* _STATED TASK_:
Pull out the lines starting with the one containing "Every instance of the sea otter" and ending with the one containing "x=412, y=302", both included, and reproduce them verbatim.

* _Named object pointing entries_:
※ ※ ※
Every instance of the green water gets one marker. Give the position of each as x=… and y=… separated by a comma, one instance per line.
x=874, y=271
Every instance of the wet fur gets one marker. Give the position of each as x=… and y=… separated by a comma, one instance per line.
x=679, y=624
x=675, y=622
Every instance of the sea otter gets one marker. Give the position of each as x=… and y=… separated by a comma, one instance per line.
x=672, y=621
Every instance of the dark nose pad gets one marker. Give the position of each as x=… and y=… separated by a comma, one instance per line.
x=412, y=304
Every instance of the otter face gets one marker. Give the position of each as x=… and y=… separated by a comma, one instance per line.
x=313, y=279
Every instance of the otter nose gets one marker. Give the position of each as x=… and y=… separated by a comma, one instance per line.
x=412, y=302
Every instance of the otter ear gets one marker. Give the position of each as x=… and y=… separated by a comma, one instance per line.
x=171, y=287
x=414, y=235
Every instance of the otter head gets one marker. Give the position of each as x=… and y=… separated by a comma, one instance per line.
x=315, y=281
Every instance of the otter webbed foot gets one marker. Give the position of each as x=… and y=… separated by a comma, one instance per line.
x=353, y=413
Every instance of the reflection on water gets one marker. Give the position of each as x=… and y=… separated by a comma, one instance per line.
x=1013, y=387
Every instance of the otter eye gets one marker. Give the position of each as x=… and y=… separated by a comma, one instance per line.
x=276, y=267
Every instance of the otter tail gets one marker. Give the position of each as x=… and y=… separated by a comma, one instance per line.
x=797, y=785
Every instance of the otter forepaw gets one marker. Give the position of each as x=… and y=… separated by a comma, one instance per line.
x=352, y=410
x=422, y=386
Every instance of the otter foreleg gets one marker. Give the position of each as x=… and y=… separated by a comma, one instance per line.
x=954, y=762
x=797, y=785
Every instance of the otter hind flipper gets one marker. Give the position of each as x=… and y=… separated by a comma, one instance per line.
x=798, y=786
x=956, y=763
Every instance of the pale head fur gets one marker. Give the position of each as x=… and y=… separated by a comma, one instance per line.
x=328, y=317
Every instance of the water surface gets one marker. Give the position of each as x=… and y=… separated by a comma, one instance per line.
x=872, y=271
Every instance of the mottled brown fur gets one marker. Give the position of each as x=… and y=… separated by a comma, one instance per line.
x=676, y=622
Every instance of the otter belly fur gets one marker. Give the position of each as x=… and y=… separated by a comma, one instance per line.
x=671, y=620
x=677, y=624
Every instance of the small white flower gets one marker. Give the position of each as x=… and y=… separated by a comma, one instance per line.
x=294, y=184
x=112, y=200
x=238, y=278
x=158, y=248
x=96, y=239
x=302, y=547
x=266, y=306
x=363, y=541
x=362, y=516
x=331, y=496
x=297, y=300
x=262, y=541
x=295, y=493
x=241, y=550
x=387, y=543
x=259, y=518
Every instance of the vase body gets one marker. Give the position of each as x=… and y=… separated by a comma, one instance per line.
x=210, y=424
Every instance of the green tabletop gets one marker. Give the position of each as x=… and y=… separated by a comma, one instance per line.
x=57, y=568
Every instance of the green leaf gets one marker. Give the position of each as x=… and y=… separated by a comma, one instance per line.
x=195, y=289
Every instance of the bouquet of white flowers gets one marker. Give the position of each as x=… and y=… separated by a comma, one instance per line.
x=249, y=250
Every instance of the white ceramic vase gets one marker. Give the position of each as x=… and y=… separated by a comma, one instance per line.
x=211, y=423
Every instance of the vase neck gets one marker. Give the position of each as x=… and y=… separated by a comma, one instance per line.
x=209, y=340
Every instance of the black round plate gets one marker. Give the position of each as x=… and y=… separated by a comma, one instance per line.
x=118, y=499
※ ※ ※
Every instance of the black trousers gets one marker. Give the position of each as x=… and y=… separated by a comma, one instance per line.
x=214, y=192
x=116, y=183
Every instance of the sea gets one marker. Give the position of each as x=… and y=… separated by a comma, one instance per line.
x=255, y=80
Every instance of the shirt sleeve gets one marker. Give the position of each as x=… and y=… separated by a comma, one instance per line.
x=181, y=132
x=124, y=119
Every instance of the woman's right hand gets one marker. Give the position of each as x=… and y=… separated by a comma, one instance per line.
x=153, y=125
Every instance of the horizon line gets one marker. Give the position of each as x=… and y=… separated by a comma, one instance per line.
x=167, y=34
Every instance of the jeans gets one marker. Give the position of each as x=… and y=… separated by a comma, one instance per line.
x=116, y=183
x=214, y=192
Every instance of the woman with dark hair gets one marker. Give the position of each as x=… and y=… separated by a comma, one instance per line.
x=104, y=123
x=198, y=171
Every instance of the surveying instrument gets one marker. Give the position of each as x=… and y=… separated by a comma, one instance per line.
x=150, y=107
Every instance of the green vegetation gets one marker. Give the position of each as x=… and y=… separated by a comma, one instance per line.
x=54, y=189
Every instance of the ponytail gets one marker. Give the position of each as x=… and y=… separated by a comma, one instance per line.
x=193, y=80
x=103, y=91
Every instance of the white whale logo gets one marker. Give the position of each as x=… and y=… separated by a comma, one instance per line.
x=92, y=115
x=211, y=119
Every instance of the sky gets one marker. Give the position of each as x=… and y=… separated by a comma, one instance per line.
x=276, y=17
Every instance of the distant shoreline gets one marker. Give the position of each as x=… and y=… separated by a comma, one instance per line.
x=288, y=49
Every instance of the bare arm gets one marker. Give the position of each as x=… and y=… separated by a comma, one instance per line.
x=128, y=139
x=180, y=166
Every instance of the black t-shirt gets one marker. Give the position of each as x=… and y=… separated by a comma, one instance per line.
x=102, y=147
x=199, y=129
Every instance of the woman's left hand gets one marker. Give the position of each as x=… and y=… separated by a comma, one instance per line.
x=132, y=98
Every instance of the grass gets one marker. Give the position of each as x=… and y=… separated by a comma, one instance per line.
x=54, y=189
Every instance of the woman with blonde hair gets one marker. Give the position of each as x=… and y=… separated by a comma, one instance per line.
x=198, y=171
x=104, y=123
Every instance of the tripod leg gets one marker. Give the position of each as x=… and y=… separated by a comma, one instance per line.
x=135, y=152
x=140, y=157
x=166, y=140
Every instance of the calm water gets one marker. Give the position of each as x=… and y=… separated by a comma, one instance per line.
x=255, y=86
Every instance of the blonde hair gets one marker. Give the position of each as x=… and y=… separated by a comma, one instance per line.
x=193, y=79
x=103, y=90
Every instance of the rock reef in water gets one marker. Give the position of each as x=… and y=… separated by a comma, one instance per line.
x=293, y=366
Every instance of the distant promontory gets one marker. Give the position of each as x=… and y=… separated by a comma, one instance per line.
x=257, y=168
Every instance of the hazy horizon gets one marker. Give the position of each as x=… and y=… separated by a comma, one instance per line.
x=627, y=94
※ ※ ※
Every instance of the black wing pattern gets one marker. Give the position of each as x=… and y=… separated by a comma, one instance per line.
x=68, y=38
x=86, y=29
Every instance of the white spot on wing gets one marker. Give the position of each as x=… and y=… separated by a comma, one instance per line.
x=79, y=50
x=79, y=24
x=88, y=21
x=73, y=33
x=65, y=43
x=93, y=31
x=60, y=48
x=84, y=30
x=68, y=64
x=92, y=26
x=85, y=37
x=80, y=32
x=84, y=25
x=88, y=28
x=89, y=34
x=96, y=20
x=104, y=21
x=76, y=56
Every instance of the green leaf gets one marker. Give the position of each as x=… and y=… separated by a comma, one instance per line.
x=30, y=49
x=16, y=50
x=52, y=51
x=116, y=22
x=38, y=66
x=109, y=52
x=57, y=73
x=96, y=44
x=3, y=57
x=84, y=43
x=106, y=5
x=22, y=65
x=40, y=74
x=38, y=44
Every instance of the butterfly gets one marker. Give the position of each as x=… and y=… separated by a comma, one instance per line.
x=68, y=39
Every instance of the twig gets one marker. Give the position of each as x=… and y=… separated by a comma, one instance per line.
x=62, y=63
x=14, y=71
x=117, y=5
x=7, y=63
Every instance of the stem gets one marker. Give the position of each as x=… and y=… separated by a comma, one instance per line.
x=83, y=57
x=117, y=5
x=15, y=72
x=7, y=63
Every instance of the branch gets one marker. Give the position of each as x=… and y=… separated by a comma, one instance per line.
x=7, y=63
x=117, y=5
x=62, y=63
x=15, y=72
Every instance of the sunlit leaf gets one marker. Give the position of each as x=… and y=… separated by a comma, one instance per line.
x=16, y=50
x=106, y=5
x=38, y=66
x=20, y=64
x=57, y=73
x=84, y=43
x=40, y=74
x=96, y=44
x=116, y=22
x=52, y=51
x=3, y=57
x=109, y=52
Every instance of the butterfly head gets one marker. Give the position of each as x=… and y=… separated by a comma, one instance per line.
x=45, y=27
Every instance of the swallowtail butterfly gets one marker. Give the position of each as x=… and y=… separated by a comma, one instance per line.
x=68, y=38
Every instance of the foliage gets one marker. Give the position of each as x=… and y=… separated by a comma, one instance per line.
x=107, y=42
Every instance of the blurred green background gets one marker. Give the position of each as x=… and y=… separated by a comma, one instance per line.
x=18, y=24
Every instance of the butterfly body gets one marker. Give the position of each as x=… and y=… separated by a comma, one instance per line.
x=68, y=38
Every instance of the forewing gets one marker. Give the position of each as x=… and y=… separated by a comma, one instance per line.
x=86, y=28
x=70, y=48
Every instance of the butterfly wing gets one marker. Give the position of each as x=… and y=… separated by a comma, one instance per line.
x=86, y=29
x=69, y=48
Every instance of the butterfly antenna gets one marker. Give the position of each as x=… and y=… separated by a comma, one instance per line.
※ ※ ※
* _FINAL RESULT_:
Every instance of the sea otter gets one marker. Give the position of each as x=… and y=… separated by a comma, one instance per line.
x=672, y=621
Every instance of the dark nose pad gets one marker. Give the position of each as x=… and y=… separated by a comma, one instance per line.
x=412, y=304
Every instance of the otter face gets one marker. Give the position of each as x=… and y=… separated by a comma, one instance per line.
x=313, y=279
Every instance of the otter nose gets one marker. Give the position of each as x=… and y=… separated by a comma, one instance per line.
x=412, y=302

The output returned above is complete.